**The request**:
Turn the lines below into a numbered list, omitting any blank lines.

**Material supplied**:
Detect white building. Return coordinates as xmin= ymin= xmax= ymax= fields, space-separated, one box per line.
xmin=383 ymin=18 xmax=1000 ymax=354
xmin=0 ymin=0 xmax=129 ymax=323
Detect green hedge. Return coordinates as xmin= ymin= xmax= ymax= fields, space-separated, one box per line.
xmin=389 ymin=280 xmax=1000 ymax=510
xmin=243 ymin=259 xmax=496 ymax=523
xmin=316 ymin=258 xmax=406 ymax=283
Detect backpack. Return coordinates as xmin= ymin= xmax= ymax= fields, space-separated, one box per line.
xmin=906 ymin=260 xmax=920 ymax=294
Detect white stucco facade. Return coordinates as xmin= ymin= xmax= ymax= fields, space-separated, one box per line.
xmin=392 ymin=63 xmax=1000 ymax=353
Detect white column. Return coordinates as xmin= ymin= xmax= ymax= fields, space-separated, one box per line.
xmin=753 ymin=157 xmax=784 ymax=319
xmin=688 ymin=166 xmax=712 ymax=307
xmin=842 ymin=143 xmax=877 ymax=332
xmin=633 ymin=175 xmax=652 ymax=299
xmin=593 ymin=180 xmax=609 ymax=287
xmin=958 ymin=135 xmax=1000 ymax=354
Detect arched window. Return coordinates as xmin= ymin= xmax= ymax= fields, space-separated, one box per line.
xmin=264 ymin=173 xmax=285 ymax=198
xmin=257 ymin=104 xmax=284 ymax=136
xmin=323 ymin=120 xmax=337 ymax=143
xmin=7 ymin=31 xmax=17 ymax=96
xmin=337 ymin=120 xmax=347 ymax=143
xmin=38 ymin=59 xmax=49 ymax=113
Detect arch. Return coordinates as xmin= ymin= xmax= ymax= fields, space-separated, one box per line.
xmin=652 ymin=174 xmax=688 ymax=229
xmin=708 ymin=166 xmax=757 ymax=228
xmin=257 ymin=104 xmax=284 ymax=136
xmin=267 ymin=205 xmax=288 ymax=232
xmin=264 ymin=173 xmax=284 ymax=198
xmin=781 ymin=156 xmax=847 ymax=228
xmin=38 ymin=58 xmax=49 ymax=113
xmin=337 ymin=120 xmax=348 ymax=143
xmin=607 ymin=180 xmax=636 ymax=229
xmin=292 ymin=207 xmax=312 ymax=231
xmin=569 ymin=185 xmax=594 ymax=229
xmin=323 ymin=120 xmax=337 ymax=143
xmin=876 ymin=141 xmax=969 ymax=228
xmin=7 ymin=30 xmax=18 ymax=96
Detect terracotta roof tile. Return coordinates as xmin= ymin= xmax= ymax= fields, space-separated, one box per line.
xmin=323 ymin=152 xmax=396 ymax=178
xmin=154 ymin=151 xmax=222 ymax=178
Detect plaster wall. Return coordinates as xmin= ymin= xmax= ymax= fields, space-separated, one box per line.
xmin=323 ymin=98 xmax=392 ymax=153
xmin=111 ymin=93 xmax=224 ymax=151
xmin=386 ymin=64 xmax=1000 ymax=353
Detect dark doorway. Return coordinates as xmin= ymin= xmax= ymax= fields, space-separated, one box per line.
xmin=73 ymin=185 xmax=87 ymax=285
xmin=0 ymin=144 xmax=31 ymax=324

**Solution to the exercise**:
1. Detect white building. Return coordinates as xmin= ymin= xmax= ymax= fields, space-separated, one box per line.
2. xmin=383 ymin=18 xmax=1000 ymax=354
3. xmin=0 ymin=0 xmax=129 ymax=323
4. Detect green hedge. Return coordinates as xmin= ymin= xmax= ymax= fields, space-separated, one box per line.
5. xmin=389 ymin=280 xmax=1000 ymax=510
6. xmin=243 ymin=259 xmax=496 ymax=523
7. xmin=316 ymin=258 xmax=406 ymax=283
8. Detect backpack. Return coordinates as xmin= ymin= xmax= ymax= fields, space-separated, one box per line.
9. xmin=906 ymin=260 xmax=920 ymax=294
10. Detect white stucco facade. Return coordinates as xmin= ymin= xmax= ymax= fields, space-separated, one box per line.
11. xmin=392 ymin=63 xmax=1000 ymax=353
12. Detect white column. Return coordinates as xmin= ymin= xmax= ymax= fields, space-separated, one box per line.
13. xmin=753 ymin=157 xmax=784 ymax=319
14. xmin=688 ymin=166 xmax=712 ymax=307
15. xmin=842 ymin=143 xmax=877 ymax=332
16. xmin=633 ymin=175 xmax=652 ymax=299
17. xmin=593 ymin=180 xmax=609 ymax=287
18. xmin=958 ymin=135 xmax=1000 ymax=354
19. Detect arched window. Return coordinates as xmin= ymin= xmax= ymax= fields, space-separated, one box per line.
20. xmin=264 ymin=173 xmax=285 ymax=198
21. xmin=257 ymin=104 xmax=284 ymax=136
22. xmin=323 ymin=120 xmax=337 ymax=143
23. xmin=7 ymin=31 xmax=17 ymax=96
24. xmin=337 ymin=120 xmax=347 ymax=143
25. xmin=38 ymin=59 xmax=49 ymax=113
26. Detect arch. Return coordinates as xmin= ymin= xmax= ymax= fields, space-separated, one box per line.
27. xmin=652 ymin=174 xmax=688 ymax=229
28. xmin=708 ymin=166 xmax=757 ymax=228
29. xmin=257 ymin=104 xmax=284 ymax=136
30. xmin=267 ymin=205 xmax=288 ymax=232
31. xmin=264 ymin=173 xmax=284 ymax=198
32. xmin=781 ymin=156 xmax=847 ymax=228
33. xmin=38 ymin=58 xmax=49 ymax=113
34. xmin=337 ymin=120 xmax=348 ymax=143
35. xmin=607 ymin=180 xmax=636 ymax=229
36. xmin=292 ymin=207 xmax=312 ymax=231
37. xmin=569 ymin=185 xmax=594 ymax=229
38. xmin=323 ymin=120 xmax=337 ymax=143
39. xmin=876 ymin=141 xmax=969 ymax=228
40. xmin=7 ymin=30 xmax=18 ymax=96
41. Detect terracotta roof tile. Return coordinates as xmin= ymin= xmax= ymax= fields, space-separated, one box per line.
42. xmin=323 ymin=152 xmax=396 ymax=178
43. xmin=154 ymin=151 xmax=222 ymax=178
44. Detect plaster wall. Return coordinates as xmin= ymin= xmax= ymax= fields, space-separated, one box per line.
45. xmin=323 ymin=98 xmax=392 ymax=153
46. xmin=111 ymin=93 xmax=224 ymax=151
47. xmin=386 ymin=64 xmax=1000 ymax=353
48. Detect dark doorway. Return coordinates as xmin= ymin= xmax= ymax= fields, space-separated, one box per line.
49. xmin=73 ymin=185 xmax=87 ymax=285
50. xmin=0 ymin=144 xmax=31 ymax=324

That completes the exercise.